[Collected data entries]

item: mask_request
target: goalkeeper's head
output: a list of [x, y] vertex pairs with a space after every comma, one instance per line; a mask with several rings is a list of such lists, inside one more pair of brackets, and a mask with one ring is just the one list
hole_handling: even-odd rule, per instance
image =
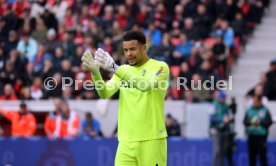
[[149, 59], [146, 36], [140, 31], [128, 31], [124, 34], [123, 49], [128, 63], [132, 66], [141, 66]]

What the task asks:
An exact copy of every entry, pictures left out, is what to write here.

Response area:
item: mask_request
target: goalkeeper's head
output: a list of [x, y] vertex pairs with a space after every comma, one instance per line; a mask with several rings is a list of such lists, inside one more pair of brackets, and a mask with one ring is just the one list
hole_handling: even-odd rule, per instance
image =
[[149, 59], [146, 36], [140, 31], [128, 31], [124, 34], [123, 49], [128, 63], [132, 66], [141, 66]]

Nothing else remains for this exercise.